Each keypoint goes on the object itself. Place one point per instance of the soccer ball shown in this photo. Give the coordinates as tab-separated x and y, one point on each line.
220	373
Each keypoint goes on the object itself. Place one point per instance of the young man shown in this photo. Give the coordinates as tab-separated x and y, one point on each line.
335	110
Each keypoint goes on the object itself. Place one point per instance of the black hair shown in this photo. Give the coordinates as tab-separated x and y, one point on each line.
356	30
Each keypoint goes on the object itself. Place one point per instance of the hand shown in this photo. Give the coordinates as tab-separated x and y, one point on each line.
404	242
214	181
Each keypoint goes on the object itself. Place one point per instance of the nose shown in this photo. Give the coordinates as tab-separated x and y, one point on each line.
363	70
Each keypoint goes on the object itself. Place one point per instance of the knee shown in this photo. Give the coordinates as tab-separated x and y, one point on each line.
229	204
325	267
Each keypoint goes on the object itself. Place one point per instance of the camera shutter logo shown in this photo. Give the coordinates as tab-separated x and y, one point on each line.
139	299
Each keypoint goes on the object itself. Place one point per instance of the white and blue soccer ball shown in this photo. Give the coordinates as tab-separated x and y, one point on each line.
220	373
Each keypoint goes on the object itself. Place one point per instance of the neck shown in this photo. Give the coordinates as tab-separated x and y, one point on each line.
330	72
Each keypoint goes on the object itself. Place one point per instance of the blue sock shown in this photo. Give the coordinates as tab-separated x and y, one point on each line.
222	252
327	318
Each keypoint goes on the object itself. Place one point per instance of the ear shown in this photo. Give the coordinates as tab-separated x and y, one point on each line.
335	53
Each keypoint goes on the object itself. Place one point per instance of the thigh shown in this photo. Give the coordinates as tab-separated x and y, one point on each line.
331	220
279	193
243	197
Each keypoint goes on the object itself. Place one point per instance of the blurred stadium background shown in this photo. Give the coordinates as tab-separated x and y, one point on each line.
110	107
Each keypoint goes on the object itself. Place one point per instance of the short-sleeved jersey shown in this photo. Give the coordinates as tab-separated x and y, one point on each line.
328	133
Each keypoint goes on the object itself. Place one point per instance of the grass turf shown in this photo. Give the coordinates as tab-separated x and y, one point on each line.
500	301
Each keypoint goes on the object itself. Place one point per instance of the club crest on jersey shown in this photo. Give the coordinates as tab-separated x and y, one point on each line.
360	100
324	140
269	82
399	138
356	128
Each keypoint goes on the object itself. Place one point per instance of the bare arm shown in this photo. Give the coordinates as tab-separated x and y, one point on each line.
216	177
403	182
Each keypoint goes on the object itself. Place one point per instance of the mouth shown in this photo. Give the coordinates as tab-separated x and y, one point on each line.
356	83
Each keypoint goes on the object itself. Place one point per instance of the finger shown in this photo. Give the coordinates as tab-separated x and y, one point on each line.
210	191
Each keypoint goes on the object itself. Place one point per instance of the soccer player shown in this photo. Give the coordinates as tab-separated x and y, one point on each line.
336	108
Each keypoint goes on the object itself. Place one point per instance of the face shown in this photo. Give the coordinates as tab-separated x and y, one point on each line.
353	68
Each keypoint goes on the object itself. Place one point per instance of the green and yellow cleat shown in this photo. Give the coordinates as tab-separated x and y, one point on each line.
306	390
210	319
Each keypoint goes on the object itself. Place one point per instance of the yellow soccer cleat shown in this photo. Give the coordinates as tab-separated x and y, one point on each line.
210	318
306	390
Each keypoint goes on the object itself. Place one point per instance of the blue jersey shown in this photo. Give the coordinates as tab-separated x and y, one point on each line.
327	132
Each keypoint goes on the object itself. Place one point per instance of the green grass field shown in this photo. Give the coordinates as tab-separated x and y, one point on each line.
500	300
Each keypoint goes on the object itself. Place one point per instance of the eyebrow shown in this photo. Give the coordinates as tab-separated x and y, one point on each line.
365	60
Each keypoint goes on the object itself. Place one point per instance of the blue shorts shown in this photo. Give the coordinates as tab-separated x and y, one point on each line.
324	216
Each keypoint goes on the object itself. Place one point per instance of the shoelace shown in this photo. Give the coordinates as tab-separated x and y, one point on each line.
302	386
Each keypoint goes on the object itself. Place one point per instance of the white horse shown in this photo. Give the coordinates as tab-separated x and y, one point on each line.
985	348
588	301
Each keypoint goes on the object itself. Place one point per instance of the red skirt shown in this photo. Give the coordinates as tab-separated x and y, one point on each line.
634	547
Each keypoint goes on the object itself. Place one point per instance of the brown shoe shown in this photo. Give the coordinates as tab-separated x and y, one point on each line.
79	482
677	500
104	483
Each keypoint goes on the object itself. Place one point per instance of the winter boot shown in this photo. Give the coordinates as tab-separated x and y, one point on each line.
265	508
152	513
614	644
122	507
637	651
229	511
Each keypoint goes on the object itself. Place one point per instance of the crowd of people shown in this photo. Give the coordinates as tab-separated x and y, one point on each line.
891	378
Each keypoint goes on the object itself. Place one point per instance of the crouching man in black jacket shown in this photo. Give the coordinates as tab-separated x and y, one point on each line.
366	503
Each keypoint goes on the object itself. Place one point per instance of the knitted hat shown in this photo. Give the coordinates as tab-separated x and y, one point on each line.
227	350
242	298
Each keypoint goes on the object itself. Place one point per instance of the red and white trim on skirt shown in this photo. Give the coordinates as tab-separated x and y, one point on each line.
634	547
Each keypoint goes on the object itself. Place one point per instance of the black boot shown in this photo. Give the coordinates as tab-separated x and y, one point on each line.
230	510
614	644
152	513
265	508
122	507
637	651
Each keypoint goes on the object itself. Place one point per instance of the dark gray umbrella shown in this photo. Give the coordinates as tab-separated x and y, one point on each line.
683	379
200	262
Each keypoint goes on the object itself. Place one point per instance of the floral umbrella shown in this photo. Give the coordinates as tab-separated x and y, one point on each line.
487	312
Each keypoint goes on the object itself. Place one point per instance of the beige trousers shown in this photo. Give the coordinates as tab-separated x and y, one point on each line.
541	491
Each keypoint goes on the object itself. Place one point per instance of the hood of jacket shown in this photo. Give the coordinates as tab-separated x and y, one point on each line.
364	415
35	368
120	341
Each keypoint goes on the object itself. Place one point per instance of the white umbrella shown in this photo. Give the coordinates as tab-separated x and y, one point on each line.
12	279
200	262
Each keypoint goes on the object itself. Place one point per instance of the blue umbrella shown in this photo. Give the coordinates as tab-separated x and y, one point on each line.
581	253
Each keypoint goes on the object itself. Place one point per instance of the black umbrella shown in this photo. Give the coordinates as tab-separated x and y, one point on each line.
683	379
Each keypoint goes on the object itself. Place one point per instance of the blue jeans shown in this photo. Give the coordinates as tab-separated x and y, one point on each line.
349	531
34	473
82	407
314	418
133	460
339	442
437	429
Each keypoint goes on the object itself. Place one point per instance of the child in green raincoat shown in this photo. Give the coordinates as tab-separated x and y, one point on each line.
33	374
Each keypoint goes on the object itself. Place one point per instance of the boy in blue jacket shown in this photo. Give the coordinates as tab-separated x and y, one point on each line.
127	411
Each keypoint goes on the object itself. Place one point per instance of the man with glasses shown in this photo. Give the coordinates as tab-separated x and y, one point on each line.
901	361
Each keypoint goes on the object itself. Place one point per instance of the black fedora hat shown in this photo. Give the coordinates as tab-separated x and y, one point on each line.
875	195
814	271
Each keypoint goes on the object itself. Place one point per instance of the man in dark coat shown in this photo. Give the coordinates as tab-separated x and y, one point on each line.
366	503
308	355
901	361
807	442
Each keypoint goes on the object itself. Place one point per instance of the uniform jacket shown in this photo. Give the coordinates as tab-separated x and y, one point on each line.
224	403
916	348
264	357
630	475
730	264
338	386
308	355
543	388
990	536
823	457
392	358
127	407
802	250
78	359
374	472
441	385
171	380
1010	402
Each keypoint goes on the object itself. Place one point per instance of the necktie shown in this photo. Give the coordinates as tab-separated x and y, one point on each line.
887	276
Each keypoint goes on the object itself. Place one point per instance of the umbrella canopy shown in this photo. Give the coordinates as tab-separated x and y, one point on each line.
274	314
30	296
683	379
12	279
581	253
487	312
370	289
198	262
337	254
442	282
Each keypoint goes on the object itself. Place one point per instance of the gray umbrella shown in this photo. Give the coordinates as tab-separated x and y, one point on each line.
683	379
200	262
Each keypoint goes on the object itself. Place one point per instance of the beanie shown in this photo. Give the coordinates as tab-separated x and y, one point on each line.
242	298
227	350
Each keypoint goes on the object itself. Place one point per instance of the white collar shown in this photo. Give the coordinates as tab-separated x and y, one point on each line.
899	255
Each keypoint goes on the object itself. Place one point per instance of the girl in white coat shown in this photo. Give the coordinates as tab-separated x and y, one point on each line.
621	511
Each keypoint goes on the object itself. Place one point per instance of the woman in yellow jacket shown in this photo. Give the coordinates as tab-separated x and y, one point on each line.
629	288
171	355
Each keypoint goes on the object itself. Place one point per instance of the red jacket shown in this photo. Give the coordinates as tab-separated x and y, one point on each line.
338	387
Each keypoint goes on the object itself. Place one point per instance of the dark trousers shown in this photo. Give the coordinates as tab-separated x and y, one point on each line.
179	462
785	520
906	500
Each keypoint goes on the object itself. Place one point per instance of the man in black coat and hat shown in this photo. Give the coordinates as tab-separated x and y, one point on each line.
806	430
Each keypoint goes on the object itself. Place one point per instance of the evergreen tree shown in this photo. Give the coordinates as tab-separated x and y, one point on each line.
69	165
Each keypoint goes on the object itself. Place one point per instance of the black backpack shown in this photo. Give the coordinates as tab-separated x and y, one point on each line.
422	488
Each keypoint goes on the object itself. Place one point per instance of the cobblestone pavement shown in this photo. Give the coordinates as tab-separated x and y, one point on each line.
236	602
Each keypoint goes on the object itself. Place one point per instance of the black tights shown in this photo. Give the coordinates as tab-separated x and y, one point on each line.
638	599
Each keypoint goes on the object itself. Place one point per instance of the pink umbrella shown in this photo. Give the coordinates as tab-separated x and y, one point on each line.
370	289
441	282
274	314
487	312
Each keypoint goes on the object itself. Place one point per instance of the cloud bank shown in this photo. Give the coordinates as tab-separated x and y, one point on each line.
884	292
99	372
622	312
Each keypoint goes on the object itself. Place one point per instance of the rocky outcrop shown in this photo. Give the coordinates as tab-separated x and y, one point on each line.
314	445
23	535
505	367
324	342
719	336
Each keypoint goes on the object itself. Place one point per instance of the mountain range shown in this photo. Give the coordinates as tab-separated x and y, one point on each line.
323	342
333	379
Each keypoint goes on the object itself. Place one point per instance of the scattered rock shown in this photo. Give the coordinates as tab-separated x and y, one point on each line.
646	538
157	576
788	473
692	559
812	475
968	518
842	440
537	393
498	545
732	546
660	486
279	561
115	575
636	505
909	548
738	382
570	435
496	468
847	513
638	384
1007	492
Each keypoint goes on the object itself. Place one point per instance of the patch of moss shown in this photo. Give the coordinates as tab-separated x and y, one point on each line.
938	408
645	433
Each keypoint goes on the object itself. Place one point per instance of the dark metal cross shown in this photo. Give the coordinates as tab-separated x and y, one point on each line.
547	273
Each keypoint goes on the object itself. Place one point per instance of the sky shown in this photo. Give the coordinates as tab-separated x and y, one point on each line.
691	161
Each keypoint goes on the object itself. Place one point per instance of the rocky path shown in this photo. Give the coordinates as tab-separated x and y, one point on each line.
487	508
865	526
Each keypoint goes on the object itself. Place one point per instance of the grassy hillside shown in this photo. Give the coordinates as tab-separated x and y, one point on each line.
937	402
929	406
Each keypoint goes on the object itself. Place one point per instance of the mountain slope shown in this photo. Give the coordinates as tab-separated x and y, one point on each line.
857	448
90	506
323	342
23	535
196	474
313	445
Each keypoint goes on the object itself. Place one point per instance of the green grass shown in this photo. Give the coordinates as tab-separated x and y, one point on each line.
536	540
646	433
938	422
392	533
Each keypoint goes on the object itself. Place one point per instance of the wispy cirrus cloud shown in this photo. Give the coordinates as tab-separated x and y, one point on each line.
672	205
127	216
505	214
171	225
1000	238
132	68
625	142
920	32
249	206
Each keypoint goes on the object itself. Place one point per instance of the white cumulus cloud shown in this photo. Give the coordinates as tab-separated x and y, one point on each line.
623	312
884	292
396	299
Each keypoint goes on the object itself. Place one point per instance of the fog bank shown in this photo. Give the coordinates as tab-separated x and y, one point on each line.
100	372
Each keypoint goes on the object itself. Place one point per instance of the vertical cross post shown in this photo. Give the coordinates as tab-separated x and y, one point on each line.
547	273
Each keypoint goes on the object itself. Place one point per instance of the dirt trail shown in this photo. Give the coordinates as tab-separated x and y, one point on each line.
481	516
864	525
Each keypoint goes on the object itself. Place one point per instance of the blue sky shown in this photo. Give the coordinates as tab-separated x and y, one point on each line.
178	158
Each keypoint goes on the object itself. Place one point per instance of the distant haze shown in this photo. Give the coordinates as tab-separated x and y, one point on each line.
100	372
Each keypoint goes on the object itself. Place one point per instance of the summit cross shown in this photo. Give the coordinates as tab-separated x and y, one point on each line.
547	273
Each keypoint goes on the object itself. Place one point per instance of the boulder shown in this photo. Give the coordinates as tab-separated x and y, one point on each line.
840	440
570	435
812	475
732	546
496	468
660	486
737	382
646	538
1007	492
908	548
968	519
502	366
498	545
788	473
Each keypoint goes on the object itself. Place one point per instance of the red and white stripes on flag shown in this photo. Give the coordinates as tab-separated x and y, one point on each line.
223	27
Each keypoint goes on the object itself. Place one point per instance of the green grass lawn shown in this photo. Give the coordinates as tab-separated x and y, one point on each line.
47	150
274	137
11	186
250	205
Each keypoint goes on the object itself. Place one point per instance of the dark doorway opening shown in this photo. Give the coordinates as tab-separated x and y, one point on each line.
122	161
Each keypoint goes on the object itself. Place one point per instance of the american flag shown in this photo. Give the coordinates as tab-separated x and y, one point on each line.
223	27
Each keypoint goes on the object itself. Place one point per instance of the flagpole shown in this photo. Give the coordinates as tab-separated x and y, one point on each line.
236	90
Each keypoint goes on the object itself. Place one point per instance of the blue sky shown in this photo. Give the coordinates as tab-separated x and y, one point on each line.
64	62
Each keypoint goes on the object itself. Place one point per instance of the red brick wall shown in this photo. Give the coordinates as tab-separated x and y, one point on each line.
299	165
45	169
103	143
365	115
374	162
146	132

☆ ☆ ☆ ☆

_Task instructions_: The line containing "green grass lawn" marks where to begin; the last line of the records marks where to stop. Copy both and all between, exactly.

_Solution for this exercise_:
Each keypoint goes on the object itself. Place one point per instance of the green grass lawn shown in this photo. Give the coordinates as tab-separated x and y, one point on each line.
47	150
274	137
11	186
250	205
Each keypoint goes on the object itself. Place one point per instance of the dark doorway opening shown in this photo. Give the coordinates as tab-separated x and y, one point on each line.
122	161
Each keypoint goes on the object itself. Place one point per instance of the american flag shown in this photo. Give the coordinates as tab-separated x and y, one point on each line.
223	27
Each keypoint goes on the object itself. Place one point per instance of the flagpole shown in this photo. Give the coordinates as tab-separated x and y, one point on each line.
236	90
Each keypoint goes on the object itself. Place one point per instance of the blue sky shown in this photo. Give the coordinates as tab-separated x and y, one point on each line.
64	62
Each keypoint goes on the object itself. Place one point per instance of the red brick wall shown in this photo. Give the coordinates as tab-separated x and y, one point on each line.
299	165
45	169
103	143
365	115
374	162
146	132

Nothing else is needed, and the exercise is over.